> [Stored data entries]
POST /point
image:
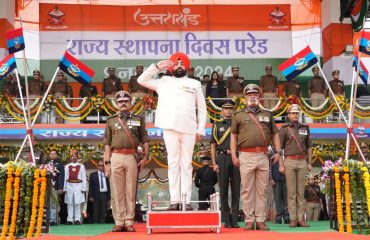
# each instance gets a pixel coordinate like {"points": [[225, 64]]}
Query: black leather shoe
{"points": [[174, 207], [234, 225]]}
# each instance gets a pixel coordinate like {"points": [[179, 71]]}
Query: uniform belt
{"points": [[124, 150], [256, 149], [296, 157], [74, 181], [223, 152]]}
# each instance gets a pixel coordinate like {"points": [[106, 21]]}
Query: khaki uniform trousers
{"points": [[123, 181], [313, 211], [269, 103], [317, 99], [254, 173], [295, 175]]}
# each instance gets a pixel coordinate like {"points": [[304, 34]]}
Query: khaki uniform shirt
{"points": [[36, 88], [292, 88], [9, 89], [134, 86], [236, 86], [289, 144], [317, 85], [111, 86], [337, 86], [116, 136], [249, 134], [268, 83]]}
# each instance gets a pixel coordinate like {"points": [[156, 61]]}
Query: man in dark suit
{"points": [[99, 193]]}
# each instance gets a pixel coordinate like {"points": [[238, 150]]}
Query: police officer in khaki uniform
{"points": [[268, 84], [292, 88], [235, 84], [316, 88], [228, 174], [9, 87], [337, 85], [252, 131], [134, 88], [111, 84], [296, 142], [123, 132]]}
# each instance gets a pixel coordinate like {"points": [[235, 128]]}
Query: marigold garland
{"points": [[7, 204], [13, 225], [41, 202], [347, 199], [34, 202], [338, 198]]}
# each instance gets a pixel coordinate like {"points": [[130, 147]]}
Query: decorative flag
{"points": [[358, 13], [365, 43], [298, 63], [7, 66], [363, 73], [76, 69], [15, 40]]}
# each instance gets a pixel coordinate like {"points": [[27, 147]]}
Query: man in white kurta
{"points": [[75, 188], [181, 112]]}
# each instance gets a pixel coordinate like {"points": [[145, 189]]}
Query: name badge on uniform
{"points": [[188, 89], [134, 123], [302, 132], [263, 119]]}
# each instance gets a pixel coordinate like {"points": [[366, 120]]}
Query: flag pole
{"points": [[25, 76], [42, 102], [340, 111], [28, 129]]}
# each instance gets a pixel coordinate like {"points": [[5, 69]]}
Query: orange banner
{"points": [[69, 17]]}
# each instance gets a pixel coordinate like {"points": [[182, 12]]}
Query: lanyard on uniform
{"points": [[260, 127], [127, 132], [295, 138]]}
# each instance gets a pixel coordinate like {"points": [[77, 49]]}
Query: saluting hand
{"points": [[164, 64], [236, 162]]}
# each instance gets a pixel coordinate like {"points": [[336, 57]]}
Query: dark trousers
{"points": [[203, 195], [228, 175], [281, 202], [100, 208]]}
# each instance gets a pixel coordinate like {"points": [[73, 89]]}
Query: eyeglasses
{"points": [[124, 101]]}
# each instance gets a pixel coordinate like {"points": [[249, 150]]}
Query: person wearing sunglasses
{"points": [[296, 142], [124, 131]]}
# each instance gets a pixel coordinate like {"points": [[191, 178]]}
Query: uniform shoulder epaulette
{"points": [[241, 110]]}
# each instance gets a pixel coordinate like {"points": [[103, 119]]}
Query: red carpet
{"points": [[205, 234]]}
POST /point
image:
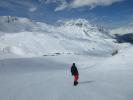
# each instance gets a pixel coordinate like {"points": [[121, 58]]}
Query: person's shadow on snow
{"points": [[86, 82]]}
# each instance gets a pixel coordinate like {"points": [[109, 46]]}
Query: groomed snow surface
{"points": [[35, 62], [49, 78]]}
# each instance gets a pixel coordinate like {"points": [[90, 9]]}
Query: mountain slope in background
{"points": [[25, 37]]}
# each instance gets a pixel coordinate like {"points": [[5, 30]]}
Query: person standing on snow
{"points": [[74, 72]]}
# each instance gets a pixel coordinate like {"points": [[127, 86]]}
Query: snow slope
{"points": [[24, 37], [49, 78]]}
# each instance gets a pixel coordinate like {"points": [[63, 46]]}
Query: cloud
{"points": [[63, 4], [92, 3]]}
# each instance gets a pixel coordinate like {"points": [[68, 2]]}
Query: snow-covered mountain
{"points": [[25, 37]]}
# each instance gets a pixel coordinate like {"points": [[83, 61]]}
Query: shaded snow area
{"points": [[21, 36], [49, 78]]}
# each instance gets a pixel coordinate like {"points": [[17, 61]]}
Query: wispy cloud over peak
{"points": [[63, 4], [92, 3]]}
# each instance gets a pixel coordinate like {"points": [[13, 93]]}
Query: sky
{"points": [[108, 13]]}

> [Exercise directions]
Without the pictures, give all of the entries above again exactly.

> [Written solution]
POST /point
image:
# each instance gets a pixel coordinate like {"points": [[225, 64]]}
Query: black leather shoe
{"points": [[174, 207], [234, 225]]}
# each instance gets a pixel coordinate like {"points": [[179, 71]]}
Query: uniform belt
{"points": [[124, 150], [256, 149], [296, 157], [74, 181], [223, 152]]}
# each instance gets a pixel coordinate like {"points": [[106, 21]]}
Query: khaki uniform trousers
{"points": [[123, 181], [313, 211], [269, 103], [317, 99], [254, 173], [295, 175]]}
# each instance gets a pixel coordinate like {"points": [[304, 34]]}
Query: khaki uniform shirt
{"points": [[36, 88], [292, 88], [9, 89], [134, 86], [236, 86], [289, 144], [317, 85], [111, 86], [337, 86], [116, 136], [249, 134], [268, 83]]}
# each instance gets a pixel coordinate like {"points": [[156, 61]]}
Query: man in dark suit
{"points": [[99, 193]]}
# each instance gets a pixel coordinate like {"points": [[238, 150]]}
Query: police officer in khaki uniform
{"points": [[268, 84], [292, 88], [235, 84], [316, 88], [228, 174], [9, 87], [337, 85], [252, 131], [134, 88], [111, 84], [296, 142], [123, 132]]}
# each instance gets a pixel coordinate like {"points": [[235, 128]]}
Query: marigold garland
{"points": [[7, 204], [13, 225], [41, 202], [347, 199], [34, 202], [338, 198]]}
# each instance gets a pixel coordinate like {"points": [[130, 147]]}
Query: decorative flag
{"points": [[358, 13], [365, 43], [298, 63], [7, 66], [363, 73], [76, 69], [15, 40]]}
# each instance gets a pixel coordinate like {"points": [[27, 147]]}
Query: man in white kurta
{"points": [[75, 188], [181, 112]]}
# each instance gets a pixel coordinate like {"points": [[145, 189]]}
Query: name badge on uniform
{"points": [[188, 89], [134, 123], [302, 132], [263, 119]]}
# each instance gets a pixel coordinate like {"points": [[366, 120]]}
Query: flag pole
{"points": [[25, 76], [42, 102], [340, 111], [28, 129]]}
# each instance gets a pixel coordinate like {"points": [[5, 69]]}
Query: orange banner
{"points": [[69, 17]]}
# each instance gets a pixel coordinate like {"points": [[182, 12]]}
Query: lanyard on uniform
{"points": [[260, 127], [127, 132], [295, 138]]}
# each instance gets a pixel coordinate like {"points": [[77, 49]]}
Query: saluting hand
{"points": [[164, 64], [236, 162]]}
# each instance gets a pixel coordinate like {"points": [[336, 57]]}
Query: dark trousers
{"points": [[203, 195], [228, 175], [281, 202], [100, 208]]}
# each instance gets a pixel coordinate like {"points": [[73, 89]]}
Query: eyeglasses
{"points": [[124, 101]]}
# each instance gets a pixel coordinate like {"points": [[249, 150]]}
Query: person wearing sunglasses
{"points": [[296, 142], [124, 131]]}
# each instance gets a pixel coordinate like {"points": [[191, 178]]}
Query: uniform shoulder epaulette
{"points": [[241, 110]]}
# each instance gets a pixel coordinate like {"points": [[103, 119]]}
Query: red carpet
{"points": [[205, 234]]}
POST /point
image:
# each instance gets a pixel coordinate like {"points": [[121, 58]]}
Query: person's shadow on snow
{"points": [[86, 82]]}
# each instance gets a pixel coordinate like {"points": [[109, 46]]}
Query: groomed snow surface
{"points": [[35, 62], [49, 78]]}
# each instance gets a pixel coordinate like {"points": [[90, 9]]}
Query: mountain slope in background
{"points": [[25, 37]]}
# each instance gets a pixel coordinate like {"points": [[5, 30]]}
Query: person standing on snow
{"points": [[74, 72]]}
# each instance gets a pixel coordinate like {"points": [[127, 86]]}
Query: snow slope
{"points": [[24, 37], [49, 78]]}
# each instance gets a pixel coordinate like {"points": [[63, 46]]}
Query: cloud
{"points": [[63, 4], [92, 3]]}
# each instance gets a pixel coordinate like {"points": [[68, 2]]}
Query: snow-covered mountain
{"points": [[25, 37]]}
# each instance gets a pixel coordinate like {"points": [[83, 61]]}
Query: shaded snow area
{"points": [[21, 36], [49, 78]]}
# each instance gets a pixel coordinate like {"points": [[17, 61]]}
Query: wispy cloud over peak
{"points": [[63, 4], [92, 3]]}
# each instance gets a pixel coordinate like {"points": [[13, 93]]}
Query: sky
{"points": [[108, 13]]}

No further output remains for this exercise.